• _Requirement_:
Retype all of the data below line for line, with no changes to wording, numbers, spacing, or order.

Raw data
= = = = =

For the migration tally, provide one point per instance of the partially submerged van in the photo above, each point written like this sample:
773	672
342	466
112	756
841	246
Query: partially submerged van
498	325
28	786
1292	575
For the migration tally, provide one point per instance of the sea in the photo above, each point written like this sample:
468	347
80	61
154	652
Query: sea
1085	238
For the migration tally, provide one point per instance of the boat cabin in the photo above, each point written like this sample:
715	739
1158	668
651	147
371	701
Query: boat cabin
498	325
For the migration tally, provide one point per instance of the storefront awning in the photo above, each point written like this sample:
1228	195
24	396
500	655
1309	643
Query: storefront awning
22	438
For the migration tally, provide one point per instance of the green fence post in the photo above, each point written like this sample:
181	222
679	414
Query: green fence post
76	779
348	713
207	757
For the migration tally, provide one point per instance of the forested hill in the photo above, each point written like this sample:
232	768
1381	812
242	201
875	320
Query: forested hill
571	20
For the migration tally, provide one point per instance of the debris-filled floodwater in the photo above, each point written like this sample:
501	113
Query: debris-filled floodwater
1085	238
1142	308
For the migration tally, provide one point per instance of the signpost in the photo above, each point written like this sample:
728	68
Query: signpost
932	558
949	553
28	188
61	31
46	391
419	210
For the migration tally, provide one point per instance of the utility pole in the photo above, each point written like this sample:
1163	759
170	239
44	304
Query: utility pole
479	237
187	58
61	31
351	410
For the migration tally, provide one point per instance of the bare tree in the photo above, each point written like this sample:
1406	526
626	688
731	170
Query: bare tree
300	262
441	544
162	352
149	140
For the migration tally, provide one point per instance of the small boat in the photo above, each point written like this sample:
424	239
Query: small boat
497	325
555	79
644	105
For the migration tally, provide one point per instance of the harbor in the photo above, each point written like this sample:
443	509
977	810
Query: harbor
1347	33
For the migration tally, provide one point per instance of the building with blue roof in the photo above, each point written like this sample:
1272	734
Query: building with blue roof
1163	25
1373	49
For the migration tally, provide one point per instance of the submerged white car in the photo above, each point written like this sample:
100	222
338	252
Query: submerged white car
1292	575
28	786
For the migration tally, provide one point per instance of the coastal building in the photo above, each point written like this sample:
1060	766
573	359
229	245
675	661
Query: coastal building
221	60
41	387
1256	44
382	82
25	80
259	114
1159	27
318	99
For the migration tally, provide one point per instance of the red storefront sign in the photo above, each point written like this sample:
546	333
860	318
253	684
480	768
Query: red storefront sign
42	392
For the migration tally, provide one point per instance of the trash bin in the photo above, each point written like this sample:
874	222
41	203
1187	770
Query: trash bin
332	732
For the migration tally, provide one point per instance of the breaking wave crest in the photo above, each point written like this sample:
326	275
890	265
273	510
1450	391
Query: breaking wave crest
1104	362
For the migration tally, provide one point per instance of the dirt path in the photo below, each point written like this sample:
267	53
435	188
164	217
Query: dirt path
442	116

= = = = =

• _Exercise answer_:
For the migration tally, provide one point per instance of the partially submerged van in the photo above, each point written like this sample:
773	672
342	466
112	756
841	246
Query: partially submerged van
498	325
28	786
1292	575
For the migration tally, provide one point per instance of the sea in the photo above, each point written like this sample:
468	347
80	61
154	652
Query: sea
1085	238
For the migration tally, provide one point per instance of the boat cabin in the photo above, each point written like this sample:
715	739
1158	668
651	147
371	701
Query: boat cabin
498	325
For the migration tally, provide one point per instance of the storefront awning in the photo above, each point written like this sample:
1228	195
24	396
500	655
1309	643
Query: storefront awning
22	438
For the migration tally, provide one point per instance of the green fence post in the photo above, each point written like this sample:
181	222
679	414
Query: green fence post
76	779
348	713
207	757
For the migration tally, provide one point per instance of the forested hill in the photo above, each point written like this sample:
232	768
1381	812
242	201
875	320
Query: forested hill
571	20
For the migration tally, provide one point per instance of the debris-filled floodwater in the photo above, each point written like this sample:
501	113
Query: debris-filled floodwater
1085	238
1142	308
For the migration tally, provide one point per instance of the signpost in the photo above, each point written like this sample:
728	68
Query: signpost
932	558
949	553
28	188
61	31
46	391
419	210
For the migration tally, provide one point per instance of the utility pole in the photo above, each point written like this sample:
1163	759
170	239
44	304
Query: utility pole
479	237
187	58
61	31
351	410
For the migration tally, provide one point per instance of the bare tree in the photo above, each point written like this sample:
1406	526
626	688
731	170
Query: bare tree
300	262
441	544
162	352
149	140
For the migration tally, provide one point per instance of the small boat in the photo above, each point written like this sample:
424	239
Query: small boat
497	325
555	79
644	105
For the migration tally, provide one point per instance of the harbor in the photo above, each point written like this sample:
443	509
977	810
Query: harbor
1347	33
For the migration tally, provide one point per instance of the building with blue roof in the photo above, each point written like this sample:
1272	734
Query: building with blue roof
1163	25
1373	49
For the migration tally, provide one point per instance of the submerged white car in the photo above, each point written like this sample:
100	222
338	252
Query: submerged white car
1292	575
28	786
For the migration tally, provide one point per instance of the coastal building in the photo above, each point written like this sample:
1060	766
573	359
229	245
675	661
Query: coastal building
221	60
41	387
1256	44
382	82
25	80
259	114
1159	27
318	99
For the migration tally, provide one point per instance of the red storefront sign in the photo above, each point written like this sample:
546	333
860	318
253	684
480	768
Query: red storefront sign
42	392
For the migration tally, provide one point per instance of the trash bin in the photo above, each point written like this sample:
874	222
41	203
1187	770
Query: trash bin
332	732
For the migration tally, provide one point per instance of the breaking wave crest in the photo above, each point written like this sample:
326	275
890	265
273	510
1450	391
Query: breaking wave crest
1104	362
For the migration tally, provide one point per instance of the dirt path in the photo below, each point written like this sample:
267	53
435	188
164	217
Query: dirt path
442	116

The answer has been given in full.